• [WHAT NEEDS TO BE DONE] Copy the listing below line for line, keeping every word, number, and punctuation mark unchanged.

━━━ RECORD SET ━━━

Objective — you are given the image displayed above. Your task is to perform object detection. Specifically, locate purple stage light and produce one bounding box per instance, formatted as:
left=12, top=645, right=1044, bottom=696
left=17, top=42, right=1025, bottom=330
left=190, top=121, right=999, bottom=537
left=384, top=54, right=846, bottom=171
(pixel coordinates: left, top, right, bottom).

━━━

• [OUTPUT FOR THIS EXERCISE]
Objective — you are given the image displayed above. Your task is to perform object detection. Specifically, locate purple stage light and produce one bounding box per instance, formatted as:
left=12, top=645, right=1044, bottom=696
left=17, top=42, right=1025, bottom=330
left=190, top=121, right=999, bottom=537
left=384, top=54, right=846, bottom=171
(pixel coordinates: left, top, right, bottom).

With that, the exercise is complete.